[Trecho fornecido]
——————

É claro que a escolha da cidade depende também do tamanho do público e do potencial desse local, com a presença de hoteis, estabelecimentos e transportes. Como a oferta é melhor nesses pontos, não se pode perder oportunidade. Mas, devo deixar claro que na maioria das vezes o próprio artista não tem vontade de viajar tanto. Ele quer ficar fixo em um lugar ou se deslocar em até 2 ou 3 cidades.

Em quais shows a Eventim conquistou maiores arrecadações em 2023?

Tivemos excelentes resultados no último ano. Os shows do Coldplay foram o nosso case de maior sucesso, assim como o do Paul McCartney e RBD. Em seguida, o Red Hot Chili Peppers. Nesse período, foram vários MorumBIS e Allianz Parque que lotaram. Cada um deles foi um grande sucesso de público, mas o do Coldplay foi uma febre tão grande no Brasil que representou o nosso maior desempenho.

——————

[Material fornecido]
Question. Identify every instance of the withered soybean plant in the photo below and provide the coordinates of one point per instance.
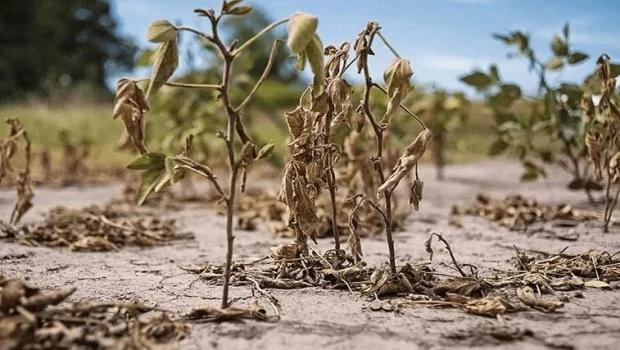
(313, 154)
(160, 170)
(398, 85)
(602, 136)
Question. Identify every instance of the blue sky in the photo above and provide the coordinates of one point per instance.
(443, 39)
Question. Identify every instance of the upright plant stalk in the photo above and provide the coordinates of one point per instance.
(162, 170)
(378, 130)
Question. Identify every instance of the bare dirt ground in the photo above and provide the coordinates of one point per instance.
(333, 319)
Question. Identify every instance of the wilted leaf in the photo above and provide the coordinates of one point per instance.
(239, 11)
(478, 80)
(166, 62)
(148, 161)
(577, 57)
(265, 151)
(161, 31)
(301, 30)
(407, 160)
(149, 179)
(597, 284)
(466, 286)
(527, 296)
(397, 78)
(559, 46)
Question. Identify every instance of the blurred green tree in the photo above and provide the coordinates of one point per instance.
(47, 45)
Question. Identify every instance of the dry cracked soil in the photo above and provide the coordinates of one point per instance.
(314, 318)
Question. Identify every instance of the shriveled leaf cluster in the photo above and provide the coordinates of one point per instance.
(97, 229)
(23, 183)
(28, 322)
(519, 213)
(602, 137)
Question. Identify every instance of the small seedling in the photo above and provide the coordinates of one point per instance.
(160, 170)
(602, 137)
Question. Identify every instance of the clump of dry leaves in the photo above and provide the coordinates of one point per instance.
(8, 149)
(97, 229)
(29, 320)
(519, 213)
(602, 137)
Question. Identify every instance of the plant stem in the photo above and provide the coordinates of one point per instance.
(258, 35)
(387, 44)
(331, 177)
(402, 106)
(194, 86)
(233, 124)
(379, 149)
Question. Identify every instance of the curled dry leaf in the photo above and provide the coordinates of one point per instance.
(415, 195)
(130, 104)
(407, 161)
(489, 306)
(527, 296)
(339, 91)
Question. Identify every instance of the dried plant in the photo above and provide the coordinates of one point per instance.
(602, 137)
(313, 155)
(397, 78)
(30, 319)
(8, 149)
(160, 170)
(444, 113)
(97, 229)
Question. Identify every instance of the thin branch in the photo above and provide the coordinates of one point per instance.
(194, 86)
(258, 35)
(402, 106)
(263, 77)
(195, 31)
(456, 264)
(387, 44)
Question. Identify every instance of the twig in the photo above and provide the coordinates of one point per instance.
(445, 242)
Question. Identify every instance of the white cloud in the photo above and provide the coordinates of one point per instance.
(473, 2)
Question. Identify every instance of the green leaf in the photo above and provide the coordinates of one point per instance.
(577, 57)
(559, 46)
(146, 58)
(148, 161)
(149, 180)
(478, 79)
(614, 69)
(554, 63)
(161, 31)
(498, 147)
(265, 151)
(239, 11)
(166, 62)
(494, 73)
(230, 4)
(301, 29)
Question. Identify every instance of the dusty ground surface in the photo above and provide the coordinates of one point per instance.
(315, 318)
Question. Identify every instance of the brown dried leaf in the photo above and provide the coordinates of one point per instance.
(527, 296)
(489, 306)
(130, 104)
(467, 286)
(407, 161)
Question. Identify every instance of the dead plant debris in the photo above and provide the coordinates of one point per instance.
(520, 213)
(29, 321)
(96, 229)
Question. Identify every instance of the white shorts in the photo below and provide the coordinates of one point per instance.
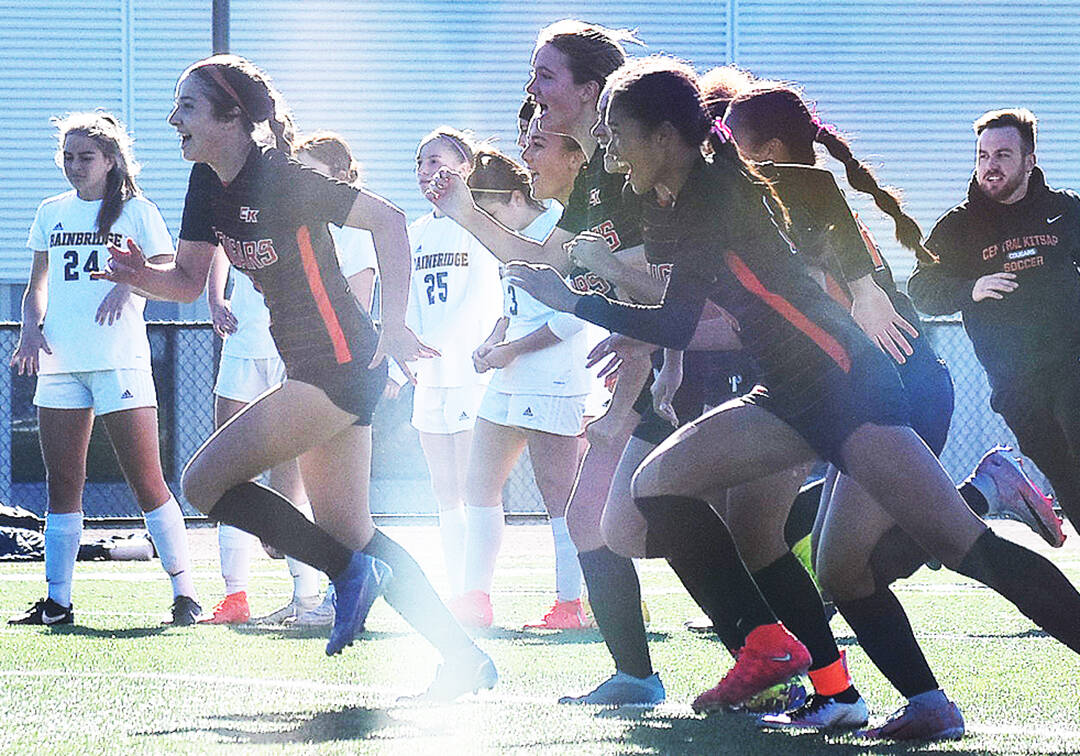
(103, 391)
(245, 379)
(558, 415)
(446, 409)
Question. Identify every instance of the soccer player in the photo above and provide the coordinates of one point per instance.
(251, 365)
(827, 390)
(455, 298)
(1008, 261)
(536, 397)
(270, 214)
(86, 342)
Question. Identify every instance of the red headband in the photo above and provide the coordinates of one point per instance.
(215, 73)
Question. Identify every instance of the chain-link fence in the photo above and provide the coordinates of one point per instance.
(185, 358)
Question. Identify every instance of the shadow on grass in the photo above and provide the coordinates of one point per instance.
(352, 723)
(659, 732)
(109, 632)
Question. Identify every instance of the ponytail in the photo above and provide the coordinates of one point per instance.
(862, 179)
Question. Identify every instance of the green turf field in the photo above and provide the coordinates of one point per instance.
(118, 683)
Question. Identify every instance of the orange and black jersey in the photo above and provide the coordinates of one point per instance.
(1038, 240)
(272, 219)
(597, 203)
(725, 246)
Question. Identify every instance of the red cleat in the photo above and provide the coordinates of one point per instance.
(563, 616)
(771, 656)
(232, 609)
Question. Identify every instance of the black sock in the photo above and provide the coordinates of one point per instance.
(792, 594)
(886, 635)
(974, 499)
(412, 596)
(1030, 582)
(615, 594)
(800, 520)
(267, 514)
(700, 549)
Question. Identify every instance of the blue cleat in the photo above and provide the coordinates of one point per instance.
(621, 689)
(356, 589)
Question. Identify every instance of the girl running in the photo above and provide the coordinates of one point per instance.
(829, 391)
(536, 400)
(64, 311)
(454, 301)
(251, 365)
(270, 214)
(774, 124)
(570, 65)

——————

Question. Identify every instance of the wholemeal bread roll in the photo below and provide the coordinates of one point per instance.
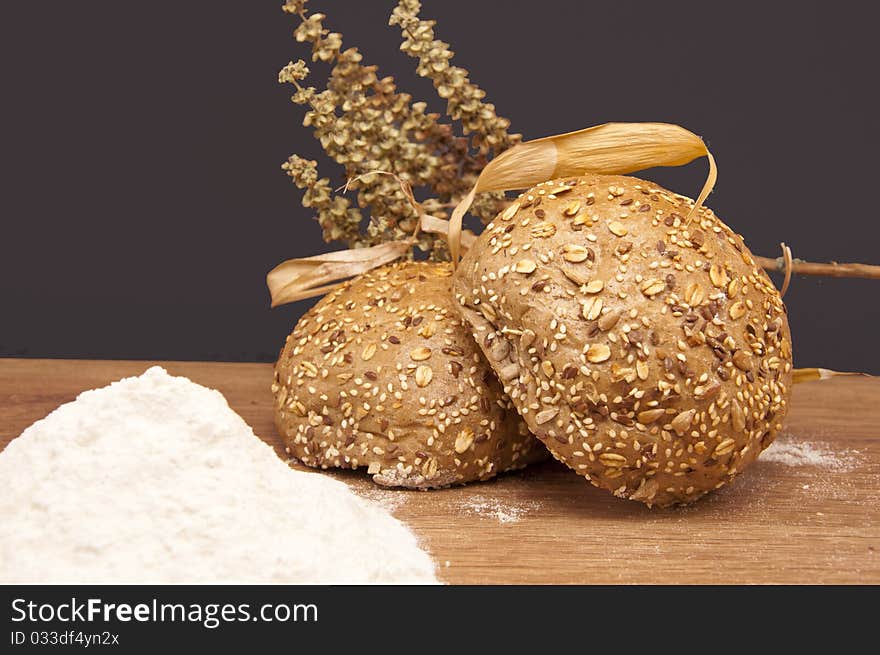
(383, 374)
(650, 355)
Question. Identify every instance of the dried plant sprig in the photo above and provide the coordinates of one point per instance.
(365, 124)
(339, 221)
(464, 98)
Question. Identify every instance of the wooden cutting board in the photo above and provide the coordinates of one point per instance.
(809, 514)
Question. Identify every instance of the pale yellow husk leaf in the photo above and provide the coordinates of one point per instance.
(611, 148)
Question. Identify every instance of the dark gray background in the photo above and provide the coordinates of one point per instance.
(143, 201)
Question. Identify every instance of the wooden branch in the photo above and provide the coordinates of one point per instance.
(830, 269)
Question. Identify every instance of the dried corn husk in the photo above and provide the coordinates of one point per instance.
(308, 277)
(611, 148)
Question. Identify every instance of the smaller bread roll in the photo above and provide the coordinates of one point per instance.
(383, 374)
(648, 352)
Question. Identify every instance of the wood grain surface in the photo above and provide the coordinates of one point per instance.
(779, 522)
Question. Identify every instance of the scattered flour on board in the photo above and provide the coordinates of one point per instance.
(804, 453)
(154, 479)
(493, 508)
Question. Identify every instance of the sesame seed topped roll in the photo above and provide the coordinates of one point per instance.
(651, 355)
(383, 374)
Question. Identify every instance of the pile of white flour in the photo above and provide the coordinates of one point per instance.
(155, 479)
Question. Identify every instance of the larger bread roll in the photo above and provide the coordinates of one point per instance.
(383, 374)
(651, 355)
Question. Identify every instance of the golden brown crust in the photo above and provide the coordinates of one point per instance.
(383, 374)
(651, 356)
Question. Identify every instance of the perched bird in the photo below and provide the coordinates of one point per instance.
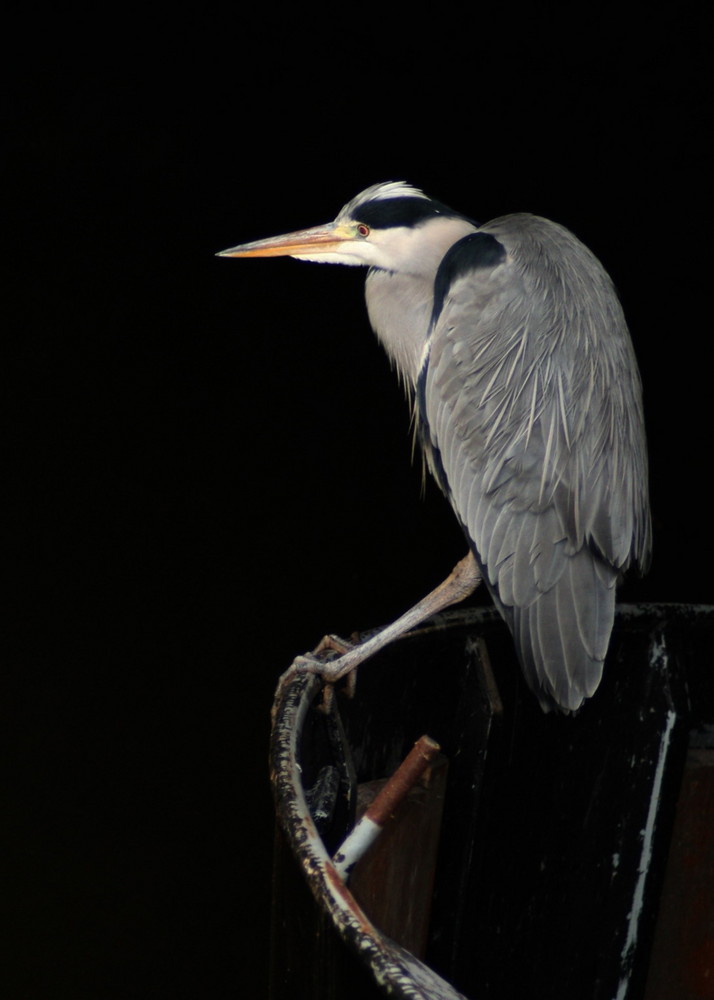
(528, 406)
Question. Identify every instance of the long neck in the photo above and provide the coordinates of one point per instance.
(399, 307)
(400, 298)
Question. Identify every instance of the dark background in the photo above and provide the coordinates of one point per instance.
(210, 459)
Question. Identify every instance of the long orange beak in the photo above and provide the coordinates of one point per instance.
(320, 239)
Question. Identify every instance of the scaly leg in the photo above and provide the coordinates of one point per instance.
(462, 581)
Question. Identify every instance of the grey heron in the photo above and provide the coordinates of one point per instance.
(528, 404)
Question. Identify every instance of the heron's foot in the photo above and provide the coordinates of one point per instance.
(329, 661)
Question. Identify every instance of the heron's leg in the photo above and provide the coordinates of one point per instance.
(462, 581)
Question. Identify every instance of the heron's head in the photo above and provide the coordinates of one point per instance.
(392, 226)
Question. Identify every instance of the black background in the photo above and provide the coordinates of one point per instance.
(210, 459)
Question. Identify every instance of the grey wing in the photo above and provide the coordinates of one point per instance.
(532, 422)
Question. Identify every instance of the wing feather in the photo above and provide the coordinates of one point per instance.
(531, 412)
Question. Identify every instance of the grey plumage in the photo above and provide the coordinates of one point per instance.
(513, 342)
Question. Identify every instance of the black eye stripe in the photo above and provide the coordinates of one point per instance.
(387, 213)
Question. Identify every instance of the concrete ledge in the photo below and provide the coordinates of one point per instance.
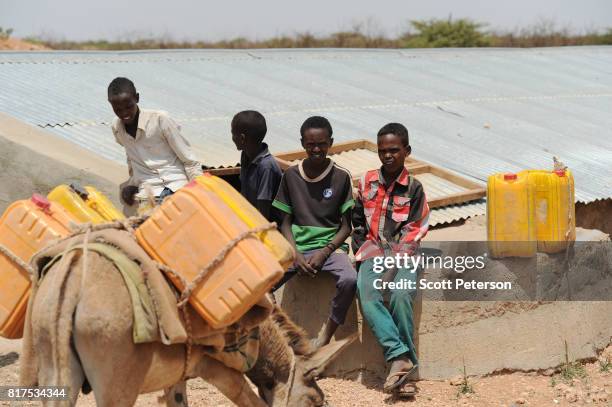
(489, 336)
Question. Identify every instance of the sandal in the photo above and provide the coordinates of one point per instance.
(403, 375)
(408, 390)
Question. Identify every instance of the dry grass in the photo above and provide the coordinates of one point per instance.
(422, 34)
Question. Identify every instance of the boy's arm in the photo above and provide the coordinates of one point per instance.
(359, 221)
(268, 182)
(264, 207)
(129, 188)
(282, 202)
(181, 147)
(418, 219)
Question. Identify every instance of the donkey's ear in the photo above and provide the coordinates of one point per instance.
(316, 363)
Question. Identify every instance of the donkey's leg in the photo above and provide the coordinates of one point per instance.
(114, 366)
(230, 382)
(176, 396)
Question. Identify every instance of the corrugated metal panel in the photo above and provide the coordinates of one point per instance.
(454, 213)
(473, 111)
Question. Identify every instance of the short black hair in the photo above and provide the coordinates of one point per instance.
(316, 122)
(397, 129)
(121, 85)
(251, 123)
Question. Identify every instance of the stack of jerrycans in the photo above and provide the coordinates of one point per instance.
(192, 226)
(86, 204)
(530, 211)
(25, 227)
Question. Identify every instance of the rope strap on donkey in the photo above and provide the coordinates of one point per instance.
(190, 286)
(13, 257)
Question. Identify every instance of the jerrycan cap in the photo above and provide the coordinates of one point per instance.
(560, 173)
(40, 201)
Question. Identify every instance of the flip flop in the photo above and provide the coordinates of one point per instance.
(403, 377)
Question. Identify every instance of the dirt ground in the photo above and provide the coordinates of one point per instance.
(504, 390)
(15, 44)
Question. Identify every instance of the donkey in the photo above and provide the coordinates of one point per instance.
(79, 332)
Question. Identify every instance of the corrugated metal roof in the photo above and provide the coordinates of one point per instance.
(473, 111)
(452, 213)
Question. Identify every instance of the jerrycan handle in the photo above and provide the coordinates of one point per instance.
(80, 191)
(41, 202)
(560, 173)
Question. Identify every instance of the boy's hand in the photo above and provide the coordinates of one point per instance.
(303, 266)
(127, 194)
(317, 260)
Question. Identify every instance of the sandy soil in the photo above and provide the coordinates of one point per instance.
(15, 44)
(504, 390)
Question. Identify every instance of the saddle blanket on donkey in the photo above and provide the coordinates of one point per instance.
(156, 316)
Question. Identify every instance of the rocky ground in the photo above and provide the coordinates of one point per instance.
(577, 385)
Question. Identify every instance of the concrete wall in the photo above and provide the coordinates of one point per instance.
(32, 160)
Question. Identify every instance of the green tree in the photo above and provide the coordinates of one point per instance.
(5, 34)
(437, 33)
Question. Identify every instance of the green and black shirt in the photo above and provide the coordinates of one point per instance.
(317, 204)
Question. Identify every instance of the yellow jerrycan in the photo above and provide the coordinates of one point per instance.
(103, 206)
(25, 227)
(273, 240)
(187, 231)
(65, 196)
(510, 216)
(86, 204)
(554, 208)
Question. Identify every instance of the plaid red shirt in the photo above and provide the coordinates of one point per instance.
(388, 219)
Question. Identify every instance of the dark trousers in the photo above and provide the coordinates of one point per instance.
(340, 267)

——————

[Instrução da tarefa] No trecho sobre os shows da Eventim, qual show representou o maior desempenho da empresa? O material não tem nada a ver com esta tarefa.

[Resposta] O show do Coldplay.